(WRITTEN INSTRUCTION)
Exactly as written, retype the listing below, omitting the pictures.

(INPUT DATA)
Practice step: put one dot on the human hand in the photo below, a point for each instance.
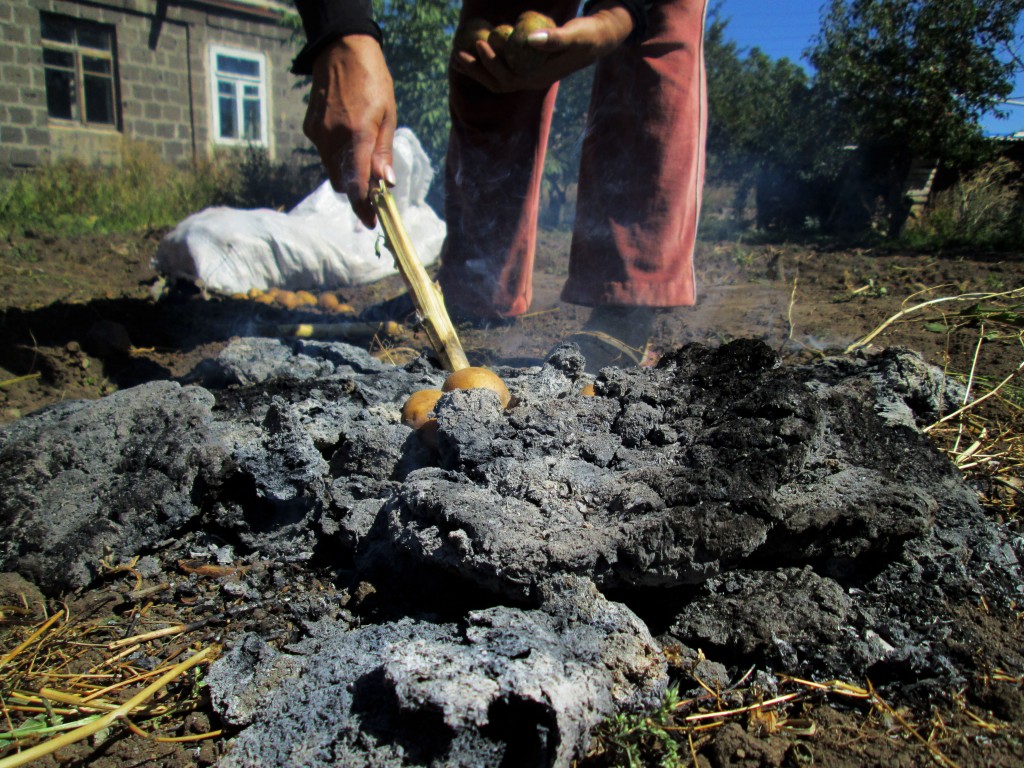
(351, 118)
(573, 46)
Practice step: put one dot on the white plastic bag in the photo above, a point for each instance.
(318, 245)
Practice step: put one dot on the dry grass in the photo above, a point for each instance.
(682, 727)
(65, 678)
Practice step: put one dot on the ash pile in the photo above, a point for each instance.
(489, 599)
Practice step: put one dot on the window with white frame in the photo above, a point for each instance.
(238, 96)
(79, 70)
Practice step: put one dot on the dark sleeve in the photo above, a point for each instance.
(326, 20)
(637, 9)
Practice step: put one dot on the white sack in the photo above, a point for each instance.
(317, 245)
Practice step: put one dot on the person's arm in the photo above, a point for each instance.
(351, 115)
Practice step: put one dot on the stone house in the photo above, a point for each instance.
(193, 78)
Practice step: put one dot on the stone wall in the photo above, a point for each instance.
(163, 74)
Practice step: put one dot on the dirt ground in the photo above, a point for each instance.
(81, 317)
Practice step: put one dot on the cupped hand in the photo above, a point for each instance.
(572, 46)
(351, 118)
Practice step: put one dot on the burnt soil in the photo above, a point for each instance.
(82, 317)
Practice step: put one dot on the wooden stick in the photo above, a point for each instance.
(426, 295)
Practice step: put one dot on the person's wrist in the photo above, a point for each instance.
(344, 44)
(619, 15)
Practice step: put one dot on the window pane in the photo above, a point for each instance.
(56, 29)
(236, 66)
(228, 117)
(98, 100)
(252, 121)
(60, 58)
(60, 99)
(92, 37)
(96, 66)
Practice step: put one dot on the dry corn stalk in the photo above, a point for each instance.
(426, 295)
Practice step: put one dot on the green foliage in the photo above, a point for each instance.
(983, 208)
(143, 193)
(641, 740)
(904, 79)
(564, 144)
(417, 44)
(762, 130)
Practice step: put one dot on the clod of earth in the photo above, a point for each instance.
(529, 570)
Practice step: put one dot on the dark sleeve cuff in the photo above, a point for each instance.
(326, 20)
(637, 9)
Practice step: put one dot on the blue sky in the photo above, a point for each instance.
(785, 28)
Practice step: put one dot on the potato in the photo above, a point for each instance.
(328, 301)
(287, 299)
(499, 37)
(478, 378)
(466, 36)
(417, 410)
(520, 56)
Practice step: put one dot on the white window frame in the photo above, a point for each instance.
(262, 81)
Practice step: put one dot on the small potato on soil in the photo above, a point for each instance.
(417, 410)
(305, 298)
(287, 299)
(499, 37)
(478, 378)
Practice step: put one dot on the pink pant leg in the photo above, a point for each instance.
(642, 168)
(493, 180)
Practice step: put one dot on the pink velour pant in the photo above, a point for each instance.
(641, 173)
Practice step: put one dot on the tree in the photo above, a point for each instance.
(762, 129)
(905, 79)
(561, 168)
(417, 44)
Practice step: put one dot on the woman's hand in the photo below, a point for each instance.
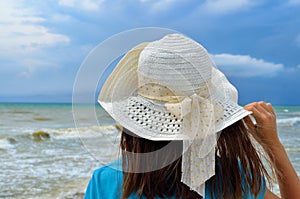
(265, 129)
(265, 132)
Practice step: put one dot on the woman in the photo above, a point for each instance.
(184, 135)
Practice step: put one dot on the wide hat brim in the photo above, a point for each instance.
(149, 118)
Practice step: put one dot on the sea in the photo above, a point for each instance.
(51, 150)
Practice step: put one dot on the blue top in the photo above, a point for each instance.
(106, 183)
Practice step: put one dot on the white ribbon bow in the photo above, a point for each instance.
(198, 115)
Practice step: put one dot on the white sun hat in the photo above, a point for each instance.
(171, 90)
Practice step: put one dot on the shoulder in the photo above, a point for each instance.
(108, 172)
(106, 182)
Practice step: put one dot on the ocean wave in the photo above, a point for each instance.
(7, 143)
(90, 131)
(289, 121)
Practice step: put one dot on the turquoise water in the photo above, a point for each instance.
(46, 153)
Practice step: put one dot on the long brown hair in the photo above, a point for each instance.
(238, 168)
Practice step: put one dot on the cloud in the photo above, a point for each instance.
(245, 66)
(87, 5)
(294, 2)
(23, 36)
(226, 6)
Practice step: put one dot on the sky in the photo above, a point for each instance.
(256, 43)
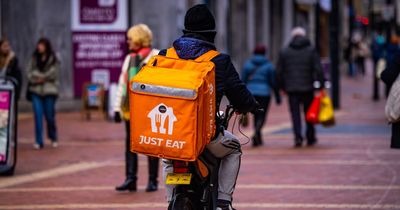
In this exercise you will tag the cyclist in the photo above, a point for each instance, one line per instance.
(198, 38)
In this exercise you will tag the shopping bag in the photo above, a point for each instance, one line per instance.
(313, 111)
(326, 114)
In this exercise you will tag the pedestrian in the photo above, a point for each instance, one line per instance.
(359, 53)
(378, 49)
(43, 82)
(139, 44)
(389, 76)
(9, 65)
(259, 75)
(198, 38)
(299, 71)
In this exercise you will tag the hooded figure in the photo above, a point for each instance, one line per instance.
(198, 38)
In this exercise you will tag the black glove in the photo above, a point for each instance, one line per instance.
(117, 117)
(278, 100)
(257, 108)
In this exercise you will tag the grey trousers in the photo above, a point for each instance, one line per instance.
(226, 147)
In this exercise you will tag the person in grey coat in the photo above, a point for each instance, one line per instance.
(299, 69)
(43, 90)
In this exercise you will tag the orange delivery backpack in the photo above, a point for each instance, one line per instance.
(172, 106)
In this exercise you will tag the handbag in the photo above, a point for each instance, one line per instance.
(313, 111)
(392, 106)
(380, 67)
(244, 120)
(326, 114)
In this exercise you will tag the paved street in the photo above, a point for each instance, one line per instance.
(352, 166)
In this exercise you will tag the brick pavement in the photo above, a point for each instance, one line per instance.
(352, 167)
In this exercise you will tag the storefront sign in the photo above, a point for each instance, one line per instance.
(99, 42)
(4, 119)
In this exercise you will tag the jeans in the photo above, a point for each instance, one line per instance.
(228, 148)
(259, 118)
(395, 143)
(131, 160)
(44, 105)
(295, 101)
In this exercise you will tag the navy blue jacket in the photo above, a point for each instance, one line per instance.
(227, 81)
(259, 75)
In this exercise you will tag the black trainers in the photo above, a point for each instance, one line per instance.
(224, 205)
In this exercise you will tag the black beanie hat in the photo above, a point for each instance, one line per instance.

(FULL RESPONSE)
Practice step: put one dot on the human hand in the photo below, a point for each instance.
(351, 118)
(573, 46)
Practice step: put one dot on the white plastic bag in the photo above, a point for each instance.
(318, 245)
Practice step: put one dot on the dry grass in the photo above, a point for each instance.
(682, 727)
(65, 678)
Practice step: put one dot on the ash pile in the photo above, a point for each instance.
(489, 599)
Practice step: put one dot on the window with white frame in the photo above, a point for each instance.
(238, 96)
(79, 70)
Practice step: put one dot on the dark sleeve in the photo above, a point for each instance.
(326, 20)
(637, 9)
Practice step: put one dot on the white sack in the photo above, a point for each instance.
(317, 245)
Practice step: put one dot on the person's arm in the photo above, a point for each instance.
(351, 115)
Practice step: put one dot on the stone house in the photo above, a point for each instance.
(193, 78)
Practice step: put one dot on the stone wall in the photo above, a point for each instance.
(163, 74)
Practice step: put one dot on the dirt ground in the photo above, a point for each instance.
(81, 317)
Practice step: put one dot on the cupped hand in the photo above, a point for each instance.
(572, 46)
(351, 118)
Practice step: put one dot on the burnt soil in the photo above, a point for each instance.
(82, 317)
Practice step: put one dot on the wooden stick in the photo above, a point for each instance.
(426, 295)
Practice step: put one dot on the person's wrist in the photo above, a point for each instance.
(344, 44)
(619, 15)
Practice step: put one dot on the window pane in the photo above, a point for each instance.
(56, 29)
(236, 66)
(228, 117)
(98, 100)
(252, 121)
(60, 58)
(60, 99)
(92, 37)
(96, 66)
Practice step: put one dot on the dry corn stalk in the photo above, a point for each instance.
(426, 295)
Practice step: put one dot on the green foliage in the photo above, a point for each instance.
(983, 208)
(143, 193)
(641, 740)
(904, 79)
(564, 144)
(417, 44)
(762, 130)
Practice step: put one dot on the clod of earth in the photo above, a point for each instance.
(529, 570)
Practice step: put one dot on the dark sleeve cuff in the photo above, a point for each instance.
(326, 20)
(637, 9)
Practice step: put one dot on the blue sky in the photo above, a point for each instance.
(785, 28)
Practice step: put one dot on the potato in the photo above, a point for each instance.
(328, 301)
(287, 299)
(499, 37)
(478, 378)
(466, 36)
(417, 410)
(520, 56)
Practice step: put one dot on the white window frame in the photo above, a point for each instance.
(262, 81)
Practice step: put one dot on the small potato on soil in the photo above, a point for each instance.
(417, 410)
(305, 298)
(287, 299)
(499, 37)
(478, 378)
Practice step: put one dot on the pink pant leg in the photo above, a point for each instance.
(642, 168)
(493, 180)
Practice step: put one dot on the pink velour pant in the photo above, a point for each instance.
(641, 173)
Practice step: put one dot on the tree in the photo above, a point for each instance.
(762, 129)
(905, 79)
(561, 168)
(417, 44)
Practice step: put one dot on the woman's hand in the photo below, a point for each instance.
(265, 129)
(265, 132)
Practice step: put one dot on the woman in the photo above, a point for each instance.
(184, 135)
Practice step: put one dot on the wide hat brim in the photo above, a point for each instance.
(149, 118)
Practice step: put one dot on the sea in the photo above, a point for each instance.
(51, 150)
Practice step: put one dot on the blue top in the photo above, a point for each instance.
(106, 183)
Practice step: put one dot on the white ribbon bow in the photo above, a point for each instance.
(198, 115)
Practice step: put one dot on the white sun hat in the photo above, a point for each instance.
(171, 90)
Practice step: put one dot on the shoulder in the photo above, a point for each instance.
(108, 172)
(106, 182)
Practice step: put one dot on the ocean wave in the photo above, a point for each instance.
(7, 143)
(90, 131)
(289, 121)
Practice step: put one dot on the turquoise water in the photo above, a point for each instance.
(46, 153)
Practice step: put one dot on the long brown hair in the photo above, a point for each instance.
(238, 168)
Practice step: put one dot on the cloud in the photo above, a point for each instance.
(245, 66)
(87, 5)
(294, 2)
(23, 36)
(226, 6)
Practice step: put one dot on the sky in the photo above, a point for each instance.
(256, 43)
In this exercise you will tag the cyclist in the photo above, a point for each instance, one line per instance.
(198, 38)
In this exercise you will tag the shopping bag in the photo above, a point for each instance, one line per instance.
(313, 111)
(326, 114)
In this exercise you will tag the pedestrian in the photo above, a point for each instance, one line per instance.
(359, 53)
(378, 49)
(43, 82)
(139, 44)
(389, 76)
(9, 65)
(259, 75)
(198, 38)
(299, 71)
In this exercise you will tag the hooded figure in the photo above, a point for each instance, one line per instance.
(198, 38)
In this exercise you will tag the black glove in the photo above, a point for each instance, one line per instance.
(117, 117)
(278, 100)
(257, 108)
In this exercise you will tag the grey trousers in the photo above, a point for each instance, one line per instance.
(226, 147)
In this exercise you will tag the person in grey coat in the photo above, a point for each instance, one line per instance.
(299, 69)
(43, 90)
In this exercise you will tag the orange delivery backpack in the photo above, a point for each instance, one line per instance.
(172, 106)
In this exercise you will tag the handbag in the photo above, a point for each instance, one line per instance.
(313, 111)
(392, 106)
(380, 67)
(244, 120)
(326, 114)
In this exercise you will tag the paved street in the photo above, a point for each instance, one line per instance.
(352, 166)
In this exercise you will tag the brick pavement in the photo above, a point for each instance, one line per instance.
(352, 167)
In this exercise you will tag the storefront sign in the photo above, a point for each instance, one line per instance.
(99, 42)
(4, 119)
In this exercise you will tag the jeans in the photo above, a point for each instance, one line per instance.
(228, 148)
(259, 118)
(395, 143)
(131, 160)
(44, 105)
(295, 101)
In this exercise you will tag the navy blue jacket in the photo above, a point for each instance, one line per instance.
(227, 81)
(259, 75)
In this exercise you will tag the black trainers in the photo above, a point for each instance, one line per instance.
(224, 205)
In this exercise you will tag the black beanie hat in the photo above, a point for each instance, one line per instance.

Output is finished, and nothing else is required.